§ 阅读正文
为了求和号顺利进行下去,需要$\theta_k$满足一定条件,

\[\begin{align} \theta_k &= \frac{2}{k+2} \\ \frac{1-\theta_k}{\theta_k^2} &\le \frac{1}{\theta_{k-1}^2} \\ \frac{1}{\theta_k^2}(f(x_{k+1}) - f(x_{\star})) &\le \frac{1}{\theta_0^2} (f(x_0)- f(x_{\star})) + \frac{1}{2L} [\Vert v_0 - x_\star \Vert_2^2- \Vert v_{k+1} - x{\star} \Vert_2^2 ] \\ & \le \frac{1}{\theta_0^2} (f(x_0)- f(x_{\star})) + \frac{1}{L} \Vert v_0 - x_\star \Vert_2^2\\ f(x_{k+1}) - f(x_{\star}) &\le \frac{1}{\theta_0^2} (f(x_0)- f(x_{\star})) + \frac{1}{2L} [\Vert v_0 - x_\star \Vert_2^2- \Vert v_{k+1} - x{\star} \Vert_2^2 ] \\ & \le \frac{1-\theta_0^2}{\theta_0^2} (f(x_0)- f(x_{\star})) + \frac{\theta_k^2}{2L} \Vert v_0 - x_\star \Vert_2^2\\ &= \frac{\theta_k^2}{L} \Vert v_0 - x_\star \Vert_2^2 ,\text{With } \theta_0 = 1 \\ &= \frac{2}{L(k+2)^2} \Vert x_0 - x_{\star} \Vert_2^2, \text{With } v_0 =x_0 \\ f(x_k ) - f(x_{\star}) & \le \frac{2}{L(k+1)^2} \Vert x_0 - x_{\star} \Vert_2^2 \end{align}\]

对比加速前的算法,原本算法需要的迭代次数为$O(\frac{1}{\epsilon})$, 但使用加速之后的迭代次数仅仅需要 $O(\frac{1}{\sqrt\epsilon})$

§ 指点数据集记录

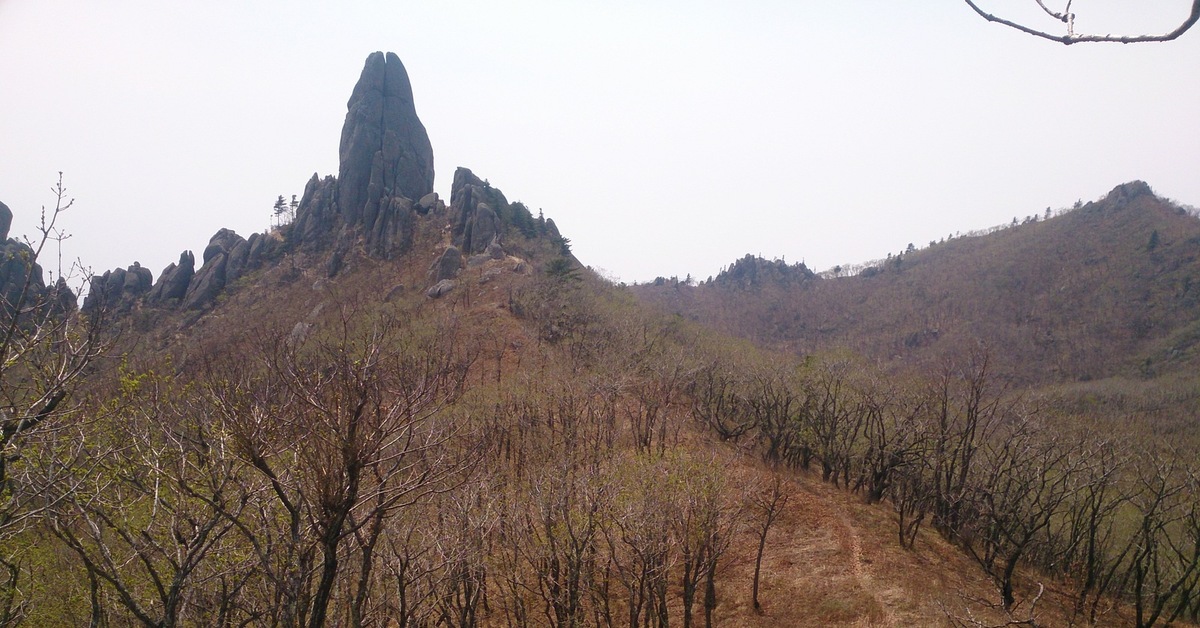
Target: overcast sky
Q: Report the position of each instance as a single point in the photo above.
(663, 137)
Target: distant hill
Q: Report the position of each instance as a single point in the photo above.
(1111, 287)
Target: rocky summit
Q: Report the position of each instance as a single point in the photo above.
(385, 174)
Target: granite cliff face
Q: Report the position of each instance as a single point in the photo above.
(385, 169)
(384, 151)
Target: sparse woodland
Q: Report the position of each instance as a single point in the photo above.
(540, 449)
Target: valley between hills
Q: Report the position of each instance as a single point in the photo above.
(394, 408)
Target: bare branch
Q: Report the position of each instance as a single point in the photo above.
(1071, 37)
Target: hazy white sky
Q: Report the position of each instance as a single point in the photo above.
(663, 137)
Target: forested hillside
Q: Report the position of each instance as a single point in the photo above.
(390, 410)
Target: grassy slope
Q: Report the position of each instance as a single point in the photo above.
(832, 560)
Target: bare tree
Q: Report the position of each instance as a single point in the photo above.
(342, 430)
(768, 503)
(1067, 18)
(46, 350)
(149, 512)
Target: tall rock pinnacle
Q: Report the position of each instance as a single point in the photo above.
(385, 151)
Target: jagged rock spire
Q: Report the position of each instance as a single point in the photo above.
(385, 151)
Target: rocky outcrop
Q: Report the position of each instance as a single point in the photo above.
(385, 151)
(393, 232)
(118, 288)
(475, 208)
(317, 213)
(227, 258)
(5, 221)
(15, 271)
(173, 280)
(447, 265)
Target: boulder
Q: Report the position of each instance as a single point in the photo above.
(138, 281)
(208, 282)
(475, 210)
(448, 265)
(315, 216)
(439, 288)
(427, 203)
(394, 228)
(174, 279)
(222, 241)
(485, 228)
(5, 221)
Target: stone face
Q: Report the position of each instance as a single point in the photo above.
(118, 289)
(485, 228)
(208, 282)
(475, 210)
(6, 221)
(441, 288)
(448, 265)
(138, 280)
(174, 280)
(427, 203)
(394, 228)
(315, 217)
(384, 149)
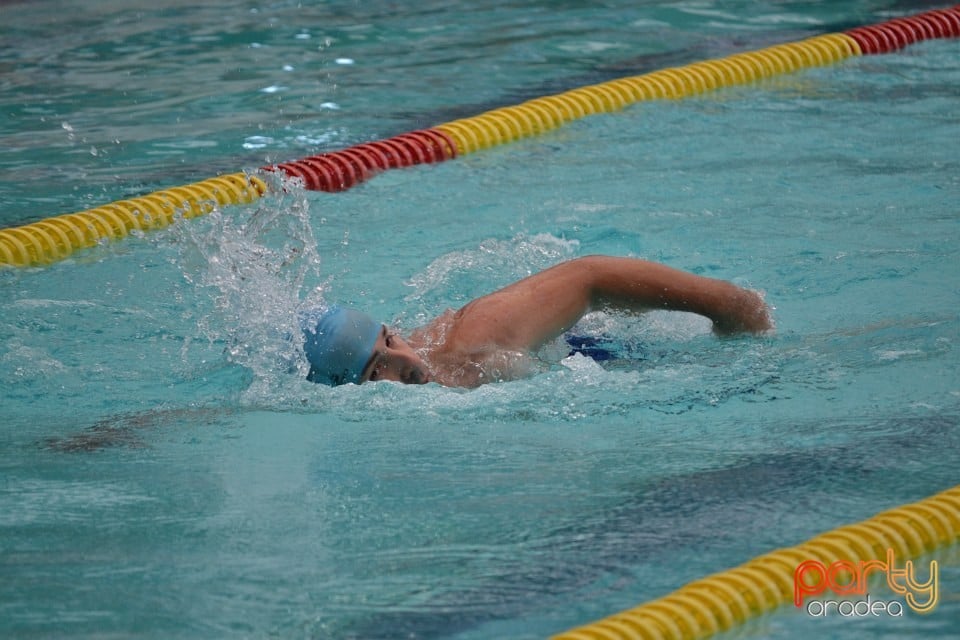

§ 任务说明
**a)** 请根据正文回答以下问题:
(i) 为了什么,需要$\theta_k$满足一定条件?
(ii) 正文给出的$\theta_k$取值是什么?
(iii) 使用加速之后需要的迭代次数是多少?
**b)** 把正文中的这句话译成英文:"对比加速前的算法,原本算法需要的迭代次数为$O(\frac{1}{\epsilon})$, 但使用加速之后的迭代次数仅仅需要 $O(\frac{1}{\sqrt\epsilon})$"。

§ 参考答案
**a)**
(i) 为了求和号顺利进行下去。
(ii) $\theta_k = \frac{2}{k+2}$
(iii) $O(\frac{1}{\sqrt\epsilon})$

**b)** Compared with the algorithm before acceleration, the original algorithm requires $O(\frac{1}{\epsilon})$ iterations, but with acceleration only $O(\frac{1}{\sqrt\epsilon})$ iterations are needed.